*** Begin section ***
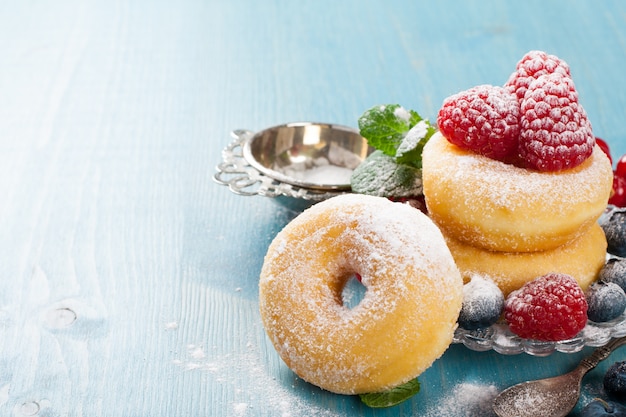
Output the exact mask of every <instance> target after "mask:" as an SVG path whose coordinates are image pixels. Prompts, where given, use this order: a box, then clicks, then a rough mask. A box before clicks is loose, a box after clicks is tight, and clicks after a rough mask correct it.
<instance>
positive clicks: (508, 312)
mask: <svg viewBox="0 0 626 417" xmlns="http://www.w3.org/2000/svg"><path fill="white" fill-rule="evenodd" d="M504 318H505V319H506V320H507V321H508V323H509V328H510V329H511V331H512V332H513V333H515V334H516V335H518V336H520V337H523V338H525V339H534V340H543V341H557V340H566V339H571V338H573V337H574V336H576V335H577V334H578V332H580V331H581V330H582V329H583V328H584V327H585V325H586V323H587V301H586V300H585V294H584V292H583V290H582V289H581V288H580V286H579V285H578V283H577V282H576V280H574V278H572V277H571V276H569V275H565V274H556V273H551V274H547V275H544V276H542V277H540V278H537V279H535V280H534V281H531V282H529V283H527V284H526V285H524V286H523V287H522V288H520V289H519V290H516V291H513V292H512V293H511V294H509V297H508V298H507V299H506V301H505V304H504Z"/></svg>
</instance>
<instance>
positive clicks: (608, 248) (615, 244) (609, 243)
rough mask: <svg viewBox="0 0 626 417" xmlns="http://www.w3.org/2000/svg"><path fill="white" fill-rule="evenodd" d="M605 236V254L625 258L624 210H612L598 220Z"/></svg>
mask: <svg viewBox="0 0 626 417" xmlns="http://www.w3.org/2000/svg"><path fill="white" fill-rule="evenodd" d="M600 226H602V229H603V230H604V234H605V235H606V241H607V244H608V248H607V252H609V253H611V254H613V255H616V256H620V257H626V209H618V208H616V209H613V210H612V211H610V212H609V213H607V214H606V215H604V216H603V217H602V218H601V219H600Z"/></svg>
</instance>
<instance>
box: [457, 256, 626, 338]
mask: <svg viewBox="0 0 626 417" xmlns="http://www.w3.org/2000/svg"><path fill="white" fill-rule="evenodd" d="M624 311H626V259H624V258H611V259H610V260H609V261H607V263H606V264H605V265H604V267H603V268H602V270H601V271H600V274H599V277H598V281H597V282H595V283H593V284H592V285H591V286H590V287H589V289H587V291H586V292H583V290H582V289H581V288H580V286H579V285H578V283H577V282H576V280H575V279H574V278H572V277H571V276H569V275H566V274H556V273H551V274H547V275H544V276H542V277H539V278H537V279H535V280H533V281H530V282H528V283H527V284H526V285H524V286H523V287H521V288H520V289H518V290H516V291H513V292H512V293H511V294H509V296H508V297H507V298H506V299H505V298H504V297H503V295H502V292H501V291H500V290H499V288H498V287H497V286H496V285H495V284H494V283H493V282H491V281H489V280H488V279H487V278H483V277H479V276H475V277H472V279H471V281H470V282H469V283H467V284H465V286H464V288H463V306H462V308H461V313H460V315H459V319H458V324H459V327H461V328H463V329H465V330H470V331H473V330H480V329H484V328H487V327H489V326H491V325H492V324H493V323H495V322H497V321H498V320H499V319H500V318H501V317H502V316H503V317H504V319H505V320H506V322H507V323H508V325H509V329H510V330H511V331H512V332H513V333H515V334H516V335H518V336H520V337H523V338H525V339H533V340H541V341H562V340H567V339H571V338H573V337H575V336H576V335H577V334H578V333H579V332H580V331H581V330H582V329H583V328H584V327H585V325H586V324H587V320H591V321H594V322H597V323H604V322H608V321H611V320H615V319H618V318H619V317H621V316H622V315H623V314H624Z"/></svg>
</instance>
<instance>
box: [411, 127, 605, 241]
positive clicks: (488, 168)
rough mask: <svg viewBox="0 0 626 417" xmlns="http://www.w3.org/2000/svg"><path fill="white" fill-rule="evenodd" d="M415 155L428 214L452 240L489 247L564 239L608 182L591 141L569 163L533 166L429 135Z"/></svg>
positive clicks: (570, 232) (581, 230)
mask: <svg viewBox="0 0 626 417" xmlns="http://www.w3.org/2000/svg"><path fill="white" fill-rule="evenodd" d="M422 158H423V183H424V195H425V197H426V204H427V206H428V209H429V212H430V213H431V217H432V218H433V219H434V220H435V222H436V223H437V224H439V225H440V227H442V228H444V229H445V232H446V233H450V234H452V235H454V237H455V238H456V239H459V240H461V241H464V242H466V243H468V244H473V245H477V246H480V247H483V248H485V249H490V250H498V251H508V252H515V251H535V250H546V249H553V248H555V247H558V246H560V245H562V244H565V243H568V242H571V241H572V240H573V239H575V238H576V237H577V236H579V235H580V234H582V233H583V232H584V231H585V230H586V229H588V227H590V225H591V224H592V223H595V221H596V220H597V219H598V217H599V216H600V214H601V213H602V212H603V211H604V209H605V208H606V204H607V201H608V197H609V194H610V192H611V187H612V178H613V172H612V167H611V164H610V162H609V160H608V158H607V157H606V155H605V154H604V153H603V152H602V150H601V149H600V148H599V147H598V146H596V147H595V148H594V151H593V153H592V155H591V156H590V157H589V158H588V159H587V160H586V161H585V162H584V163H582V164H581V165H579V166H577V167H575V168H573V169H569V170H563V171H559V172H538V171H534V170H529V169H524V168H519V167H516V166H514V165H511V164H506V163H503V162H500V161H496V160H493V159H490V158H487V157H484V156H481V155H477V154H475V153H473V152H470V151H464V150H462V149H460V148H459V147H457V146H455V145H452V144H450V143H449V142H448V141H447V140H446V138H445V137H443V136H442V135H441V134H440V133H436V134H435V135H433V137H432V138H431V139H430V140H429V141H428V143H427V144H426V146H425V147H424V152H423V154H422Z"/></svg>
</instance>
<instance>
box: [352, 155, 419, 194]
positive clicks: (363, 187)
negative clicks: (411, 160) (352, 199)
mask: <svg viewBox="0 0 626 417" xmlns="http://www.w3.org/2000/svg"><path fill="white" fill-rule="evenodd" d="M350 185H351V187H352V191H353V192H355V193H358V194H367V195H374V196H378V197H388V196H394V197H412V196H416V195H420V194H421V193H422V171H421V169H418V168H415V167H414V166H412V165H404V164H398V163H397V162H396V160H395V158H393V157H391V156H389V155H386V154H384V153H383V152H382V151H378V150H376V151H374V152H372V154H370V155H369V156H368V157H367V158H366V159H365V160H364V161H363V162H362V163H361V164H360V165H359V166H357V167H356V169H355V170H354V172H353V173H352V176H351V177H350Z"/></svg>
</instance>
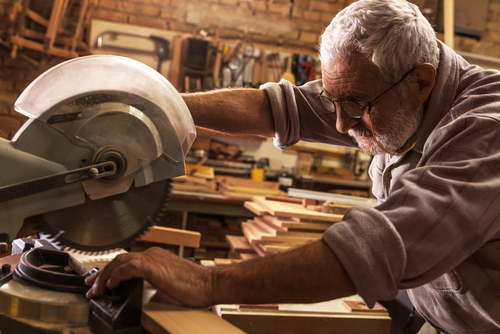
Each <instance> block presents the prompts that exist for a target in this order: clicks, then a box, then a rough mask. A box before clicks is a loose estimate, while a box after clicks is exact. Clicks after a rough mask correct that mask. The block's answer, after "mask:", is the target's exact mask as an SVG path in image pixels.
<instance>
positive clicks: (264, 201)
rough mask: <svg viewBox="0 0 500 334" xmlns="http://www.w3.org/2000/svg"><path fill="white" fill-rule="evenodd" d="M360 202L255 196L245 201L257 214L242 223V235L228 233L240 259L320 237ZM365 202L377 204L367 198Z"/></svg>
mask: <svg viewBox="0 0 500 334" xmlns="http://www.w3.org/2000/svg"><path fill="white" fill-rule="evenodd" d="M355 205H360V204H359V203H355V201H353V202H352V203H349V202H345V201H344V202H339V201H331V200H330V201H317V200H314V199H307V198H304V199H297V198H290V197H277V196H265V197H264V196H254V197H253V198H252V201H247V202H245V203H244V206H245V208H247V209H248V210H250V211H252V212H253V213H254V214H256V215H257V217H255V218H254V219H251V220H247V221H246V222H242V223H241V227H242V230H243V235H244V236H243V237H229V238H228V237H226V241H227V242H228V244H229V246H230V247H231V250H232V251H233V252H234V253H236V254H238V255H239V257H240V258H241V259H249V258H253V257H258V256H266V255H269V254H275V253H279V252H283V251H286V250H289V249H291V248H294V247H298V246H301V245H304V244H306V243H309V242H312V241H315V240H319V239H321V237H322V235H323V232H324V231H325V230H326V229H327V228H328V227H330V226H331V225H332V224H334V223H336V222H339V221H341V220H342V218H343V216H344V214H345V212H346V211H347V210H348V209H349V208H351V207H353V206H355ZM365 205H366V206H374V205H375V204H373V203H370V202H368V201H367V202H366V204H365Z"/></svg>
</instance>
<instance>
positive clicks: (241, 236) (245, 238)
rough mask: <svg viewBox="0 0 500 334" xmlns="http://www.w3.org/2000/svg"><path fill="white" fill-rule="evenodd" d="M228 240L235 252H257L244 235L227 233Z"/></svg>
mask: <svg viewBox="0 0 500 334" xmlns="http://www.w3.org/2000/svg"><path fill="white" fill-rule="evenodd" d="M226 241H227V243H228V244H229V247H231V250H232V251H233V252H235V253H255V251H254V250H253V248H252V246H251V245H250V244H249V243H248V241H247V239H246V238H245V237H244V236H238V235H226Z"/></svg>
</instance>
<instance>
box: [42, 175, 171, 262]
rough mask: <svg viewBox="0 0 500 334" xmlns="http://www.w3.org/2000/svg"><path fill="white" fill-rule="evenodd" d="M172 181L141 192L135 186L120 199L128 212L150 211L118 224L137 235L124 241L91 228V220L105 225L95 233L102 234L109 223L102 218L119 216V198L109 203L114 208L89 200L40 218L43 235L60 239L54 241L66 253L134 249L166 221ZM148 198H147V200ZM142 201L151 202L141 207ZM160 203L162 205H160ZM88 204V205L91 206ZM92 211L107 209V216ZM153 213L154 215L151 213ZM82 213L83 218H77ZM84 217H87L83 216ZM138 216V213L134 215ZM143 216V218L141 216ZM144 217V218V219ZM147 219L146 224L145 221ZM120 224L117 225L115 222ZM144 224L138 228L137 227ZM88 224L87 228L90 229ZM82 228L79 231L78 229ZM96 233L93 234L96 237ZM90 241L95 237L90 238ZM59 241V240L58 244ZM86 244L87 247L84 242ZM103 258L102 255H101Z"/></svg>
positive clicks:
*** End section ***
Task to complete |
Would you please write out, exactly and with no other lines, the stretch of the listing above from the line containing "155L428 214L452 240L489" through the line containing "positive clicks: (363, 187)"?

Written reply |
rough mask: <svg viewBox="0 0 626 417" xmlns="http://www.w3.org/2000/svg"><path fill="white" fill-rule="evenodd" d="M415 155L428 214L452 240L489 247L564 239L608 182L591 141L569 163L533 166L429 135Z"/></svg>
positive clicks: (570, 232) (581, 230)
mask: <svg viewBox="0 0 626 417" xmlns="http://www.w3.org/2000/svg"><path fill="white" fill-rule="evenodd" d="M422 158H423V183H424V195H425V197H426V204H427V206H428V209H429V212H430V213H431V217H432V218H433V219H434V220H435V222H436V223H437V224H439V225H440V227H442V228H444V229H445V232H446V233H450V234H452V235H454V237H455V238H456V239H459V240H461V241H464V242H466V243H468V244H473V245H477V246H480V247H483V248H485V249H490V250H498V251H508V252H515V251H535V250H546V249H553V248H555V247H558V246H560V245H562V244H565V243H568V242H571V241H572V240H573V239H575V238H576V237H577V236H579V235H580V234H582V233H583V232H584V231H585V230H586V229H588V227H590V225H591V224H592V223H595V221H596V220H597V219H598V217H599V216H600V214H601V213H602V212H603V211H604V209H605V208H606V204H607V201H608V197H609V194H610V192H611V187H612V178H613V172H612V167H611V164H610V162H609V160H608V158H607V157H606V155H605V154H604V153H603V152H602V150H601V149H600V148H599V147H598V146H596V147H595V148H594V151H593V153H592V155H591V156H590V157H589V158H588V159H587V160H586V161H585V162H584V163H582V164H581V165H579V166H577V167H575V168H573V169H569V170H563V171H559V172H538V171H534V170H529V169H524V168H519V167H516V166H514V165H511V164H506V163H503V162H500V161H496V160H493V159H490V158H487V157H484V156H481V155H477V154H475V153H473V152H470V151H464V150H462V149H460V148H459V147H457V146H455V145H452V144H450V143H449V142H448V141H447V140H446V138H445V137H443V136H442V135H441V134H440V133H436V134H435V135H433V137H432V138H431V139H430V140H429V141H428V143H427V144H426V146H425V147H424V152H423V154H422Z"/></svg>
</instance>
<instance>
box: [352, 155, 419, 194]
positive clicks: (363, 187)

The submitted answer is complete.